**TASK DIRECTIONS:** Rewrite everything from the line with "TARGET: chair leg" down to the end of the rows, putting "dot" in place of "marker" and keeping the rest as it is.
• • • • • • •
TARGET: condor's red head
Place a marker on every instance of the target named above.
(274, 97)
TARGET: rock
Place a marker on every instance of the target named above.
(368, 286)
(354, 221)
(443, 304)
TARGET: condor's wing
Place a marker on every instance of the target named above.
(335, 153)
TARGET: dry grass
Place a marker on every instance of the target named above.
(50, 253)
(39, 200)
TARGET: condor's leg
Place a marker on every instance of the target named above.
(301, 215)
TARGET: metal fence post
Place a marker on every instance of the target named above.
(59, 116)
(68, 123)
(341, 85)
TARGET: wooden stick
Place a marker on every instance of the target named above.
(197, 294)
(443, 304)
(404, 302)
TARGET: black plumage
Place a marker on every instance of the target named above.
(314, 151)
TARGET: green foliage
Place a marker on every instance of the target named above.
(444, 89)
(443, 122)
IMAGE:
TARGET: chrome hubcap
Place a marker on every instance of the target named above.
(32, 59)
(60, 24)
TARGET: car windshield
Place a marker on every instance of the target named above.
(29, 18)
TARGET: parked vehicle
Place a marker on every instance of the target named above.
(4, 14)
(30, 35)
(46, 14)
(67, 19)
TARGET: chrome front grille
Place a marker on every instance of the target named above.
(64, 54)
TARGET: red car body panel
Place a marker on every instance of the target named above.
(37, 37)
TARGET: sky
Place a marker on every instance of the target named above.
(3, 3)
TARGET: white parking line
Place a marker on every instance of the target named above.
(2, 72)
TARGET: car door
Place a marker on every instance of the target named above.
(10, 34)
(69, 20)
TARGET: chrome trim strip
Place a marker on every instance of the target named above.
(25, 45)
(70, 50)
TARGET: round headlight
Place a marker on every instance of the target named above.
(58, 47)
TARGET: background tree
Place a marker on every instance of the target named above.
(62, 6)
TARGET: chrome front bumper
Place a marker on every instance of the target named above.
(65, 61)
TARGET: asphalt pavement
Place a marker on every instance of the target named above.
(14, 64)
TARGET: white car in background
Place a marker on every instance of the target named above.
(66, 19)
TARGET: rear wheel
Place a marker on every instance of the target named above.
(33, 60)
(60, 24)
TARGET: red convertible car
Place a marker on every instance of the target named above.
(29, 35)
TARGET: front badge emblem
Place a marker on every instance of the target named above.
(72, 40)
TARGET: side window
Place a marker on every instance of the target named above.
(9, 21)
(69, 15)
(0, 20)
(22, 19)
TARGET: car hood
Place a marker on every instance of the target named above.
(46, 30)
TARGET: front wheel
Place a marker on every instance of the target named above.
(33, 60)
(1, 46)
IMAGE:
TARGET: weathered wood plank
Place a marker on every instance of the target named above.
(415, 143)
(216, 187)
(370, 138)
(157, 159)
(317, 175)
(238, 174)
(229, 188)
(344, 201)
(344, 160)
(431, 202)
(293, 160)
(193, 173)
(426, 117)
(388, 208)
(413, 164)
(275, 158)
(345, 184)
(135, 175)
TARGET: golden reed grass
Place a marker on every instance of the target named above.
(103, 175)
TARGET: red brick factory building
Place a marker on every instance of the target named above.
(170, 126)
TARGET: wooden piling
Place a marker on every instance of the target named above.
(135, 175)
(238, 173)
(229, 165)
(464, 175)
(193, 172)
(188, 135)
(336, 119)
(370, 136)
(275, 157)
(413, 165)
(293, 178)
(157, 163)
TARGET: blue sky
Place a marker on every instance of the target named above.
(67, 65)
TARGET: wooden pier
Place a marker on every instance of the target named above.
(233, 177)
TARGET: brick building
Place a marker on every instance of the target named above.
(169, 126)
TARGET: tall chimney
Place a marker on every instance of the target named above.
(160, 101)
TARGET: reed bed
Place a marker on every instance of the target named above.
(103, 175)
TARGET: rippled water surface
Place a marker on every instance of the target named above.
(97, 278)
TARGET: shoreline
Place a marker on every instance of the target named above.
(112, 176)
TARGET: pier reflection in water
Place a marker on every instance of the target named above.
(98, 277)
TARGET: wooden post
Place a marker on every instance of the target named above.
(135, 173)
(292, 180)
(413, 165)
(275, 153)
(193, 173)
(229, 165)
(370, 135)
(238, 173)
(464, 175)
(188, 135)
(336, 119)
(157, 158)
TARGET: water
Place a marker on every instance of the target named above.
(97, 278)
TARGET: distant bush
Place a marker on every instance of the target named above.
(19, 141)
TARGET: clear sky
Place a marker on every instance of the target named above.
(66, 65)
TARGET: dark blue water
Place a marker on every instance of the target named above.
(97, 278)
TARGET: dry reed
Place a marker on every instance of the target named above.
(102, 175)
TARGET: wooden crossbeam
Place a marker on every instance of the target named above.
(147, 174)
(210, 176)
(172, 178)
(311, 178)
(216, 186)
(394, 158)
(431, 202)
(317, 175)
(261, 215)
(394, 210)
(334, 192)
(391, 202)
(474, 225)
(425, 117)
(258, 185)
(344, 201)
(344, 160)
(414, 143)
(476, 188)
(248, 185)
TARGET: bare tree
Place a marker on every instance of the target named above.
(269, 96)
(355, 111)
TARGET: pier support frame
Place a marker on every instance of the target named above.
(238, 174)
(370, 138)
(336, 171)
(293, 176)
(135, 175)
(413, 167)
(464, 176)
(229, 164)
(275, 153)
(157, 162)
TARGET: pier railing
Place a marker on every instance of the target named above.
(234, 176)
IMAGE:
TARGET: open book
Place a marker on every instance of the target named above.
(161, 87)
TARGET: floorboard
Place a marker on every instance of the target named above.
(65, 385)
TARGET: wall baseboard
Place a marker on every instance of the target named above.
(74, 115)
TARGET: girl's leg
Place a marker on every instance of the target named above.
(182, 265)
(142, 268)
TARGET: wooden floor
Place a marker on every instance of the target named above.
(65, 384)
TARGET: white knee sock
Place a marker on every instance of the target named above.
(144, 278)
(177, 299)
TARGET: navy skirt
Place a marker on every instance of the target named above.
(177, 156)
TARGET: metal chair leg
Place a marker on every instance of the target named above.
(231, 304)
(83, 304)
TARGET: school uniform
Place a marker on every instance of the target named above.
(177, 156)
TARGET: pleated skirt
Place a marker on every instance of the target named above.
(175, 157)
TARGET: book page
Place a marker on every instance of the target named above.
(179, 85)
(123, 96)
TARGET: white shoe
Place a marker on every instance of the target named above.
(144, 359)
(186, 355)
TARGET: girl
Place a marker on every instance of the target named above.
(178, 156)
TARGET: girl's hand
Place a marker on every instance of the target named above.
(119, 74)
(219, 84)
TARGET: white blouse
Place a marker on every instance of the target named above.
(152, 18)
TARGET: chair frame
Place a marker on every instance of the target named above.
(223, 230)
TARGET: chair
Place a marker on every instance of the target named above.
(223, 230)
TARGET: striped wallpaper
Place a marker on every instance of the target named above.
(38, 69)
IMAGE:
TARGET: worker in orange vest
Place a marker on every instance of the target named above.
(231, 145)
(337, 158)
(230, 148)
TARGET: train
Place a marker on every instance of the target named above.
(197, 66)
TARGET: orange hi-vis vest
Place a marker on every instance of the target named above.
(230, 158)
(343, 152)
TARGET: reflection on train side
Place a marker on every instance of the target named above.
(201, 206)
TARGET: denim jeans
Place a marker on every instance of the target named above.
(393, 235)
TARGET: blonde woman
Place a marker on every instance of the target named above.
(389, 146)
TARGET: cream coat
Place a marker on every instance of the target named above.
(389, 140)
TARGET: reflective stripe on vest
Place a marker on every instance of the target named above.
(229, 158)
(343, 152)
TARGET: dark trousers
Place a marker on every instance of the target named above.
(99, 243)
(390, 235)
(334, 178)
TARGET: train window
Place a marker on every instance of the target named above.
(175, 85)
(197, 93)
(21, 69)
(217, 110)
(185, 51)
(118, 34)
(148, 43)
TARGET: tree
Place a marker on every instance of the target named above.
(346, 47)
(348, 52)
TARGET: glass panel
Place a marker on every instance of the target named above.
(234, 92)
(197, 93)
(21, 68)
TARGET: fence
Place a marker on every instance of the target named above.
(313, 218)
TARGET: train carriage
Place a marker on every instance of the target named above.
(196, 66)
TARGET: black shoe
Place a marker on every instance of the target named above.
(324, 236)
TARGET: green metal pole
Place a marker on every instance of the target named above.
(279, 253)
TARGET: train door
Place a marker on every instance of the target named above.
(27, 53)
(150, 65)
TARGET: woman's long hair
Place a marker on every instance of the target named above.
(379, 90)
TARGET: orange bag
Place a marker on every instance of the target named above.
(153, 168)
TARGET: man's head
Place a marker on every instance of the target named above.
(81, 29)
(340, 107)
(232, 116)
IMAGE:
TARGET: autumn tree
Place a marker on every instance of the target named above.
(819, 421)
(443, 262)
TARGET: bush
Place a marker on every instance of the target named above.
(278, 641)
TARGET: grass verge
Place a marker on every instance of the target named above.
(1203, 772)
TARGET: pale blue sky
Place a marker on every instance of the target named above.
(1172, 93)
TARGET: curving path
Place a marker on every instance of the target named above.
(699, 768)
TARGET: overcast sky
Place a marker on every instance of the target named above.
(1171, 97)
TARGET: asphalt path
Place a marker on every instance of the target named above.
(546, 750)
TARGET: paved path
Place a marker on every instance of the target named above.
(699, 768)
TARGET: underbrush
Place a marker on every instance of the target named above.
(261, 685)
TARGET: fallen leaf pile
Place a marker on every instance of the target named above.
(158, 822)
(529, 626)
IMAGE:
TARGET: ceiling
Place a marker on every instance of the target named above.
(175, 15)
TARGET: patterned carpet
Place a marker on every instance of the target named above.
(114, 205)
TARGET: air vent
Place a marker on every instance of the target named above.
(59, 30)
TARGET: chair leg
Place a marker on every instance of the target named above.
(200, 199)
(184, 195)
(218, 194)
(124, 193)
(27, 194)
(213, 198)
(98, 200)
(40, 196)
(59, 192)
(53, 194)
• • • • • • •
**TASK SOLUTION:**
TARGET: chair leg
Place a dot on every instance of the target named above.
(200, 199)
(184, 195)
(218, 194)
(124, 193)
(27, 194)
(213, 198)
(98, 200)
(40, 196)
(59, 192)
(53, 194)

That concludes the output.